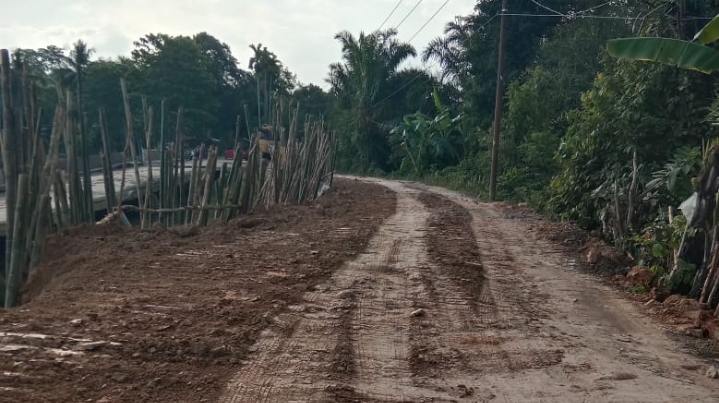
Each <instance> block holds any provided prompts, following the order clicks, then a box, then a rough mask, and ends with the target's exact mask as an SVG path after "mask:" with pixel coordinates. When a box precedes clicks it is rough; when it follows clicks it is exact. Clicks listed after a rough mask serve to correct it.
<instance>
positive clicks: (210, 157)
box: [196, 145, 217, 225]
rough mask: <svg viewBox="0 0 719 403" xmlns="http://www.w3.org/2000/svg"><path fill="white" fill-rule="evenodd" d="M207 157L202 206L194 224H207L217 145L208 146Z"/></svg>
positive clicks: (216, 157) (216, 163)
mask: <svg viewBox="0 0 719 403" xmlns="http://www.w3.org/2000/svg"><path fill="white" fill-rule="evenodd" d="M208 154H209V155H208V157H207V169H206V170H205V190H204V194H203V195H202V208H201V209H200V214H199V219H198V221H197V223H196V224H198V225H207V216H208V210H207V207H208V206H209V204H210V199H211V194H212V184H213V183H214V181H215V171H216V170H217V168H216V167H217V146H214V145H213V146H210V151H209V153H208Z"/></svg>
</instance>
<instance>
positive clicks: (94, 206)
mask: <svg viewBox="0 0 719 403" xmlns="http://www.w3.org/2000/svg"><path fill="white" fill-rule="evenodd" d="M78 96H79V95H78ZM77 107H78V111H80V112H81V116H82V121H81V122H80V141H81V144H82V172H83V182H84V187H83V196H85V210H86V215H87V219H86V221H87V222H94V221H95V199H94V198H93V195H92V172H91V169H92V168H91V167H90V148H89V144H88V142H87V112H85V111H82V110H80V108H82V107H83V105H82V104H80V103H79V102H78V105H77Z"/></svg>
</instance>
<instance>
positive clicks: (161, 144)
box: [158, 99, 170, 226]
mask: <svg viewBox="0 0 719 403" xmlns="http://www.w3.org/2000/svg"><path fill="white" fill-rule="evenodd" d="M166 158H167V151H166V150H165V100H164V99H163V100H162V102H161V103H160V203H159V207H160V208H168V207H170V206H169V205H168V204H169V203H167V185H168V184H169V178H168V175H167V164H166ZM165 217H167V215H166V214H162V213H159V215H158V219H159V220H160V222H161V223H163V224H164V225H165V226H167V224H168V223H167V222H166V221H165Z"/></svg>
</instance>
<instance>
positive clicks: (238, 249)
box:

___

*Problem*:
Could you copy the entries word for word, from their start through the line containing "box: [196, 145, 217, 225]", leaving out the pictures?

*Finished exercise*:
Each <instance> block holds any provided prompts, following the order clicks, then a box, then a rough mask, and ends with the target's exact mask as an SVG path after "mask:" with pixel coordinates. When a box precedes clicks it is rough; when it follows clicks it is exact. Clicks listed after a rough mask serve to correct it.
<instance>
positive clicks: (210, 157)
box: [196, 145, 217, 225]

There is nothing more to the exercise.